Excerpts from a point labeling dataset
## Start

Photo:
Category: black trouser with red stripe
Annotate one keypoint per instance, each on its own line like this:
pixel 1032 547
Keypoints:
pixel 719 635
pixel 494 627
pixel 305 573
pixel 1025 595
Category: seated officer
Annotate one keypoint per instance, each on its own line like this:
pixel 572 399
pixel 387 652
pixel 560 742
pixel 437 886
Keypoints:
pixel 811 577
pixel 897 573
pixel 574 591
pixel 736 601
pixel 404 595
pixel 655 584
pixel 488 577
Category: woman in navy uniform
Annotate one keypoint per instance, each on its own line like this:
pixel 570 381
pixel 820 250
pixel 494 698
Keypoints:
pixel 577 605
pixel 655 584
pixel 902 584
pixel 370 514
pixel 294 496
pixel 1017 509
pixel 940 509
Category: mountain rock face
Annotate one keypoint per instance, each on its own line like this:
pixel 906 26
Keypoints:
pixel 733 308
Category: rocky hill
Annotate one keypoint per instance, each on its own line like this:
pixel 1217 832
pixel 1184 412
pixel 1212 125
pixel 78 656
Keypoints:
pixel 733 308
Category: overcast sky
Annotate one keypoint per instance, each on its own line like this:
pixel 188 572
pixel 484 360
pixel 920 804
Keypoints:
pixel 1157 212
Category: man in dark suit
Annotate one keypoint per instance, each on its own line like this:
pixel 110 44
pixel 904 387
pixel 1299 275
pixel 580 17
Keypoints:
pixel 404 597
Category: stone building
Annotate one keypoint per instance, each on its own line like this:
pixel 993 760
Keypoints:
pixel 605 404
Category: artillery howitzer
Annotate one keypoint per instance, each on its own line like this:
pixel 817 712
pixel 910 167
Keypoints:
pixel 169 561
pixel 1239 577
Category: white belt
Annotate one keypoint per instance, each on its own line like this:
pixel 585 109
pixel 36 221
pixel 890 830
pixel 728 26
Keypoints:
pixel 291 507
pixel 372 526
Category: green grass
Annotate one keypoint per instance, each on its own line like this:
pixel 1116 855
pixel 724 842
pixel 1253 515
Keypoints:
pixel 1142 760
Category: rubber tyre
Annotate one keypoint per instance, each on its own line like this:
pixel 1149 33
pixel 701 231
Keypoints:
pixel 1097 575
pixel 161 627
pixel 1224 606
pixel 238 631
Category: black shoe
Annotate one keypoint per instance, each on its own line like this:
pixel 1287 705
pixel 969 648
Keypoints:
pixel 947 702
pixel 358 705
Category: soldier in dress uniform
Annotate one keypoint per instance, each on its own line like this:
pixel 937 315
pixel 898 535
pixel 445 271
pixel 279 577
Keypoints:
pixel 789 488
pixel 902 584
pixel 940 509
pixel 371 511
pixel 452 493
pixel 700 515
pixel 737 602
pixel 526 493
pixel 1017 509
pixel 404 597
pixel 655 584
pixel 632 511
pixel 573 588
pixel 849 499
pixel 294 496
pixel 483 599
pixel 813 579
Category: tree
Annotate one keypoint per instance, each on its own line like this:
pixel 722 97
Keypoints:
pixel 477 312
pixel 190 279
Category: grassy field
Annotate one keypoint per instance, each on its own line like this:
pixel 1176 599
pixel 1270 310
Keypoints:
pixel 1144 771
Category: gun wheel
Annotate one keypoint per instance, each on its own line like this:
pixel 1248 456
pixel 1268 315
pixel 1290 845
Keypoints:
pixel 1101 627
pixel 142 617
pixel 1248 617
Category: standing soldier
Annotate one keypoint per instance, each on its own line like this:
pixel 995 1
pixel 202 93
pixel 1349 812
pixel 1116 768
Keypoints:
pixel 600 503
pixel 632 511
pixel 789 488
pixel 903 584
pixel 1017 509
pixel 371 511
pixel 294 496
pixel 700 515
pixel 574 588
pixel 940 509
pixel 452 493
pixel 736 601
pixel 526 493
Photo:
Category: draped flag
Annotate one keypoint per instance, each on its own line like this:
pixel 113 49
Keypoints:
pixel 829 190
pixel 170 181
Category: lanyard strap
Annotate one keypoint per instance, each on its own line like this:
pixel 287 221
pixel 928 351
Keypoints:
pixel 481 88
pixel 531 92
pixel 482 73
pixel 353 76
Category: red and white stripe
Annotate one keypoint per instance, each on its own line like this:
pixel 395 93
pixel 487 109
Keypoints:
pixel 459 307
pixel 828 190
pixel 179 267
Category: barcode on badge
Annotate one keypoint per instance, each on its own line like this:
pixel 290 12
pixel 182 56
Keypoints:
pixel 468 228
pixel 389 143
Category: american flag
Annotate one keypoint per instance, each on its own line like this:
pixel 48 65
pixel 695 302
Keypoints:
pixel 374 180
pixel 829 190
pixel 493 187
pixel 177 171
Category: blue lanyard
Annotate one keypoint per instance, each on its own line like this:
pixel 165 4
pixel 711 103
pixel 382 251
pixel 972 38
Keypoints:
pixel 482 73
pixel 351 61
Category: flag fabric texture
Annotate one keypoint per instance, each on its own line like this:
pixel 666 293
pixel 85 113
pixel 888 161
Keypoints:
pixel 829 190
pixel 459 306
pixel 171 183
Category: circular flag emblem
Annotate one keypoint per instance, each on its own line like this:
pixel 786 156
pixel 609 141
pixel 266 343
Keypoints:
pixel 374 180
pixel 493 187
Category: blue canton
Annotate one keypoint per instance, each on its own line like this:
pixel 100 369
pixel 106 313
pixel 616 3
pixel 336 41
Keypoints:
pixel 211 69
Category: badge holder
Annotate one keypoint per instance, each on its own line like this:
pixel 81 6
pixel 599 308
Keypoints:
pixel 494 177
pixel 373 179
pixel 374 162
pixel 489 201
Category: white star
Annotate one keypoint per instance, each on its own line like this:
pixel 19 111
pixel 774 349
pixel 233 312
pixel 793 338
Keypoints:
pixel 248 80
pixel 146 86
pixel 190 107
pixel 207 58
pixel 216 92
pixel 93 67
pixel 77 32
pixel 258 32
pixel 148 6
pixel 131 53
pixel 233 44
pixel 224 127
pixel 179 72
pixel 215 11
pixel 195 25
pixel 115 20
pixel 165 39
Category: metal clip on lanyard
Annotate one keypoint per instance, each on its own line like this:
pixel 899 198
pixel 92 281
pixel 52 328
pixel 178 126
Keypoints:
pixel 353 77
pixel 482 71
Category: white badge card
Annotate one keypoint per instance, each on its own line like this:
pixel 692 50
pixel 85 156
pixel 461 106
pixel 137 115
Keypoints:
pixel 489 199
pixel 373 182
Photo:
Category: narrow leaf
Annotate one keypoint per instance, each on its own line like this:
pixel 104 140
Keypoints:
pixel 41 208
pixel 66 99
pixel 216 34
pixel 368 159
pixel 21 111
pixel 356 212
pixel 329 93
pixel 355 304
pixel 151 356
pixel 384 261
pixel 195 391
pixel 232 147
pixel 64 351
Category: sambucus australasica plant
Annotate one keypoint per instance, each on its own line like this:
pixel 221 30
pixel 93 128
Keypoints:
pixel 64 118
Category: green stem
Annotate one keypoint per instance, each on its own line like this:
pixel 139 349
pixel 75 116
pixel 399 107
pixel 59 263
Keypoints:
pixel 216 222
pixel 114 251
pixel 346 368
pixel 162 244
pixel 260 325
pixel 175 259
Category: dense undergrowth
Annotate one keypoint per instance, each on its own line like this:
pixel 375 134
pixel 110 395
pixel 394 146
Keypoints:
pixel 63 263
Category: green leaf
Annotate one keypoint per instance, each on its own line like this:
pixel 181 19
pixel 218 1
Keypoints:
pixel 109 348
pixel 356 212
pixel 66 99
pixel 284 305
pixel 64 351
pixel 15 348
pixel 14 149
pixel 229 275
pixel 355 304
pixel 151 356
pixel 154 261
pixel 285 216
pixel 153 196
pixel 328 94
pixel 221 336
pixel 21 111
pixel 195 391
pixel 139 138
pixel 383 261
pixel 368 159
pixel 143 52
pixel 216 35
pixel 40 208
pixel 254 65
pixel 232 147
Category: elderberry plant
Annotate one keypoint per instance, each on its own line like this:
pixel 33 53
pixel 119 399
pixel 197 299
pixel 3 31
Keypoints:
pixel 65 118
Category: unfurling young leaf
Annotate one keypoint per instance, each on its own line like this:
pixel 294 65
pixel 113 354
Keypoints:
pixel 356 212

## End

▶ _PROBLEM TO SOLVE_
Rewrite everything in the listing above, from the line containing "Category: standing soldier" down to the line containing "pixel 177 171", as a numbered list with one line per item. Include both of those lines and omit any blank lines.

▶ _RESPONSE TO THE TASK_
1. Category: standing soldier
2. Annotate one keypoint per instance, each on its own line like this:
3. pixel 995 1
4. pixel 202 93
5. pixel 1349 812
6. pixel 1116 768
7. Keypoints:
8. pixel 600 503
9. pixel 632 511
10. pixel 789 488
11. pixel 903 584
12. pixel 1017 509
13. pixel 371 511
14. pixel 294 496
15. pixel 700 515
16. pixel 574 588
17. pixel 940 509
18. pixel 452 493
19. pixel 736 601
20. pixel 526 493
21. Photo:
22. Category: draped flag
23. Annotate one keypoint per instance, each on its own line like this:
24. pixel 113 49
25. Keypoints:
26. pixel 829 190
27. pixel 170 181
28. Category: lanyard strap
29. Annotate one keypoint per instance, each on its own line like this:
30. pixel 287 221
31. pixel 928 351
32. Keypoints:
33. pixel 481 88
34. pixel 531 92
35. pixel 482 73
36. pixel 353 76
37. Category: red and white stripe
38. Annotate one keypoint per instance, each on its own line like this:
39. pixel 395 93
40. pixel 487 109
41. Keypoints:
42. pixel 459 307
43. pixel 828 190
44. pixel 179 267
45. Category: barcode on badge
46. Annotate one keypoint per instance, each on its own line like this:
47. pixel 290 12
48. pixel 182 56
49. Keypoints:
50. pixel 468 228
51. pixel 389 143
52. Category: american flag
53. Annotate one keypoint per instance, each on its own line like this:
54. pixel 48 65
55. pixel 695 302
56. Keypoints:
57. pixel 374 180
58. pixel 829 190
59. pixel 493 187
60. pixel 177 171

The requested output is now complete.